◆ What to produce: Beginning with the line that contains "the man's hand", extract each line through the end of the listing below, with no additions or omissions.

◆ Dataset records:
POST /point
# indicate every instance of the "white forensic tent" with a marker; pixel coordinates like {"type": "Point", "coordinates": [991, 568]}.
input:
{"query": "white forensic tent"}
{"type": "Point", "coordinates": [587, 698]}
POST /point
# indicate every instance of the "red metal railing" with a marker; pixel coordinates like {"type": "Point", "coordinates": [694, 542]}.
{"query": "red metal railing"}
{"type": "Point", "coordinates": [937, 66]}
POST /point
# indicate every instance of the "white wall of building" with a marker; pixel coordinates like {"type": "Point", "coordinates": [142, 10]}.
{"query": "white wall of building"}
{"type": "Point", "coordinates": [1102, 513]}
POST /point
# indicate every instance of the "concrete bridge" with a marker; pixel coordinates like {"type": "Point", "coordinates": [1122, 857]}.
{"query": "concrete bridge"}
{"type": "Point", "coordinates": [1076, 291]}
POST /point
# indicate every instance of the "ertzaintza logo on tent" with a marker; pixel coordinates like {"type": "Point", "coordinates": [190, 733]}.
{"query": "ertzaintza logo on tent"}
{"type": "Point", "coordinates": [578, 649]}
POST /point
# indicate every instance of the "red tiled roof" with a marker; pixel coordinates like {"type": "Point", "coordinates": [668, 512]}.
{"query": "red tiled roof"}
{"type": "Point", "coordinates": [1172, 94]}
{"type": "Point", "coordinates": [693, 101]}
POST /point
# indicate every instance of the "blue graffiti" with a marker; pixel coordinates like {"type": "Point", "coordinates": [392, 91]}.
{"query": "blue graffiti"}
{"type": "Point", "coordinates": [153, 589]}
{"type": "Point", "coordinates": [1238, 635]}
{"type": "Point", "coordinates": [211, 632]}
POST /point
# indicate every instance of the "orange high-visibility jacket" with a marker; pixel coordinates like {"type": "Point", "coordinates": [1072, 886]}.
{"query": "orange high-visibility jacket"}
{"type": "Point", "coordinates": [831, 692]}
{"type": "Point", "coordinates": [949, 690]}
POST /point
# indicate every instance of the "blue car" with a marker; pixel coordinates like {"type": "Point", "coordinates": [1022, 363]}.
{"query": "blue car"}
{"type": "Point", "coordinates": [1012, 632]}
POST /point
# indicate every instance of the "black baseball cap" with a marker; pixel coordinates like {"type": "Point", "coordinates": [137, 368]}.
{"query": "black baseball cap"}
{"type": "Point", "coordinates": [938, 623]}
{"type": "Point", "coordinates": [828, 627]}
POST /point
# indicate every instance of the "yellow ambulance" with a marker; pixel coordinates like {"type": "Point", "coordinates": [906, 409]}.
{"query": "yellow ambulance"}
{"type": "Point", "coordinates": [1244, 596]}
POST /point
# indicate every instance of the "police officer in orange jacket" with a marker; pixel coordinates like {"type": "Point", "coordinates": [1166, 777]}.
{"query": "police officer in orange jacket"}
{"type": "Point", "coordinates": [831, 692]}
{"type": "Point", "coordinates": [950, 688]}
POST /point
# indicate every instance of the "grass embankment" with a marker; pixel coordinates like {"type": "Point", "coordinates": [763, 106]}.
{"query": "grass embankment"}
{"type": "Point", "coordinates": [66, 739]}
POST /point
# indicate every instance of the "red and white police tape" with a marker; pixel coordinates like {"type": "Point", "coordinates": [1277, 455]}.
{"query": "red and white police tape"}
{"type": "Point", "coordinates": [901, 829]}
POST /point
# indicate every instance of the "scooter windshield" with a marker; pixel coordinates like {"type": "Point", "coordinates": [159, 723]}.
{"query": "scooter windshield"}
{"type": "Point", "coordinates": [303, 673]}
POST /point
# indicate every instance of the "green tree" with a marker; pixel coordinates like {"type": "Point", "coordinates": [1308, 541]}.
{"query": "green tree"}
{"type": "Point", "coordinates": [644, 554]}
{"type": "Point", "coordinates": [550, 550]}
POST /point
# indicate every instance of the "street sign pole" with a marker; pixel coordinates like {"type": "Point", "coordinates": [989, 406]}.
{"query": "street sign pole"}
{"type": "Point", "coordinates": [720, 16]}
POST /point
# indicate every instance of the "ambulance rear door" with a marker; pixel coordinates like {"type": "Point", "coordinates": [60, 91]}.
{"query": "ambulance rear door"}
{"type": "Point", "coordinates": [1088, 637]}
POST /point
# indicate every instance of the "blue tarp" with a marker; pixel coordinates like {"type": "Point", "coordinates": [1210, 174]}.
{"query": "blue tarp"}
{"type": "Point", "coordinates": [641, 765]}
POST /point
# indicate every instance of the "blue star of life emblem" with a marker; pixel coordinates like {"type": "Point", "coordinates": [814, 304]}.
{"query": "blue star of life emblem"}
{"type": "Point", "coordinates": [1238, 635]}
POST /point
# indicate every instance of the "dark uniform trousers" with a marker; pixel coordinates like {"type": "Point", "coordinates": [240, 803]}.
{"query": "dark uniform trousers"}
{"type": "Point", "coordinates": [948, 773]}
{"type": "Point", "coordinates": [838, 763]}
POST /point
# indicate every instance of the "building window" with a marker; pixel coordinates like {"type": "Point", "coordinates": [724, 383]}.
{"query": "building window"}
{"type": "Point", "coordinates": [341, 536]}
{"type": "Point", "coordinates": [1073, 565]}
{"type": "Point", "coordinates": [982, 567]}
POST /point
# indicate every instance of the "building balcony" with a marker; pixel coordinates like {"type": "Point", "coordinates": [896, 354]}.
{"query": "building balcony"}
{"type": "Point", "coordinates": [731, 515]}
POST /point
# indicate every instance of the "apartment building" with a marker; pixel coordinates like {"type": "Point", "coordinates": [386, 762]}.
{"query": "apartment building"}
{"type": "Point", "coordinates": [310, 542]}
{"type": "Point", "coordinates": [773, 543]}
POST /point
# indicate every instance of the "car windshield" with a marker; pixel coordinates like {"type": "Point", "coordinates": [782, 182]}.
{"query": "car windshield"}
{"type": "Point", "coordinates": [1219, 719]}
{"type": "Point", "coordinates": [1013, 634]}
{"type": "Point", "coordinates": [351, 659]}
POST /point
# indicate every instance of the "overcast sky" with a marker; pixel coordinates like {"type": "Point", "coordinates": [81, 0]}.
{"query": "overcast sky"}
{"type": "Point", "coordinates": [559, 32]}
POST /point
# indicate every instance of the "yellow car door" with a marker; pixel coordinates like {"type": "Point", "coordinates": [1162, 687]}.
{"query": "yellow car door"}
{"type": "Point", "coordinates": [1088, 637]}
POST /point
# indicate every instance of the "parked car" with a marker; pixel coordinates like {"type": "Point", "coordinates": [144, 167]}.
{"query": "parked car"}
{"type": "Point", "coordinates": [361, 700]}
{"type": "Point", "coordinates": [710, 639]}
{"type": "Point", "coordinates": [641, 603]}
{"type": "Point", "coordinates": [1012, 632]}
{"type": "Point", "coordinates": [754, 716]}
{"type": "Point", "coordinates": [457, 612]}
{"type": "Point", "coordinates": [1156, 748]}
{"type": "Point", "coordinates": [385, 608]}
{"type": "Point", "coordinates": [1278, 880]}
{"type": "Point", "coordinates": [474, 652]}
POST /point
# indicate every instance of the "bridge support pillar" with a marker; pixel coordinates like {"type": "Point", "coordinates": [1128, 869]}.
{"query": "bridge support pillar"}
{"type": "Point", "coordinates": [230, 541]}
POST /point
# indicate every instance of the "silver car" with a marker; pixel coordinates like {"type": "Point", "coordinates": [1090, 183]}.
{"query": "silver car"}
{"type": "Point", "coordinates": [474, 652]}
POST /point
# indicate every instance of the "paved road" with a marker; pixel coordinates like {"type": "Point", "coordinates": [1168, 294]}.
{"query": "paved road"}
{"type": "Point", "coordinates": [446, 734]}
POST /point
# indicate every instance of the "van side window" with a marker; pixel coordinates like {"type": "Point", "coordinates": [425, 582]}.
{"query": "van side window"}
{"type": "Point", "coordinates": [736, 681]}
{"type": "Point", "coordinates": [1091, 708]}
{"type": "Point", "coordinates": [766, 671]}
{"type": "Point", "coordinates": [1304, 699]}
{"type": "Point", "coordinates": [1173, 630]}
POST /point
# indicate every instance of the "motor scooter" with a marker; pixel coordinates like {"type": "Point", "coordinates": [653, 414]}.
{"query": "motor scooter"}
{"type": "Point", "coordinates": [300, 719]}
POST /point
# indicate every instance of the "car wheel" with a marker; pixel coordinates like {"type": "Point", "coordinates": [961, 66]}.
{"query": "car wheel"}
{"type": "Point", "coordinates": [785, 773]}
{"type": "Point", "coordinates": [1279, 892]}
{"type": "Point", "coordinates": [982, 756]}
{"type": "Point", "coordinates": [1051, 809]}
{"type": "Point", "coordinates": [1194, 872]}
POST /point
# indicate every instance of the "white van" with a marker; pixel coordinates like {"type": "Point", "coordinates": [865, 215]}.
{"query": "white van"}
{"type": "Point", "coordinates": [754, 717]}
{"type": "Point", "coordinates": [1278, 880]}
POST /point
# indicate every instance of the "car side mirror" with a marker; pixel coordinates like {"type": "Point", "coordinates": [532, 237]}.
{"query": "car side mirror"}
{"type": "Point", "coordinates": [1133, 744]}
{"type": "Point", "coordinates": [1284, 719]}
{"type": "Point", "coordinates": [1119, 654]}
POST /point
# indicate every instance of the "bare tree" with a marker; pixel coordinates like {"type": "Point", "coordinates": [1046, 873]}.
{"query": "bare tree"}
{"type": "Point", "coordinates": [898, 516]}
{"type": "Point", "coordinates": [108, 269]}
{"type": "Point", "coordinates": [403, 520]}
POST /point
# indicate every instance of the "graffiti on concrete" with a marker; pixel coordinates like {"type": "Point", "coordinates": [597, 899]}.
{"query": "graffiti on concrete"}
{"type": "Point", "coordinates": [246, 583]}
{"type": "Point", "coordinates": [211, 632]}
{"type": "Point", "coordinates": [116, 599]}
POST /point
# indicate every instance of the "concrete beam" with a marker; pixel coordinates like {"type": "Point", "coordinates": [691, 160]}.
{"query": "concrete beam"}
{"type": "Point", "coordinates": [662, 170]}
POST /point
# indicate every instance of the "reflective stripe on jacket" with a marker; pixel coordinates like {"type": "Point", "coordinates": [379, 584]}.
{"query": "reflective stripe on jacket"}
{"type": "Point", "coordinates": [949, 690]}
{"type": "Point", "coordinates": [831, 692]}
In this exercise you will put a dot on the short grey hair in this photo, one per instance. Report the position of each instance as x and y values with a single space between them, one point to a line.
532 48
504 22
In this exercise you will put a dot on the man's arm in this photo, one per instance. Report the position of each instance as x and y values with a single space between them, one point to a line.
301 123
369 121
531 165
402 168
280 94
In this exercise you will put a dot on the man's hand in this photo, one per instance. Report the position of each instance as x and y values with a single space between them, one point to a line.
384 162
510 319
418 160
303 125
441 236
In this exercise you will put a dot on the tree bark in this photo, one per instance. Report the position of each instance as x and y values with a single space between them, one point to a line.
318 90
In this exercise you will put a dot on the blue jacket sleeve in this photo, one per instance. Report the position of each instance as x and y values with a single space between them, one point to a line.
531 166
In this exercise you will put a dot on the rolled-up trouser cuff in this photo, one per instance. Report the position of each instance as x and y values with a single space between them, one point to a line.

◆ Result for this task:
In this exercise you will put a dot on the man's hand in this photo, one per instance. Report the position of each instance as x and y values with a single space between them, one point to a line.
384 162
510 319
418 160
303 125
441 236
In this exercise you will put a dot on the tree bark in this photo, one per instance. Report the position of each instance as x and y values with a single space between them, one point to a line.
318 90
In this exercise you will put a dot on the blue jacket sleeve in this photo, one per instance. Report the position of each instance as x and y values with a single space between them, one point to a line.
531 166
In this exercise you will put a dot on the rolled-up trouser cuff in this photo, one per instance. Report the position of each instance as x and y values with a single space between them, one point to a line.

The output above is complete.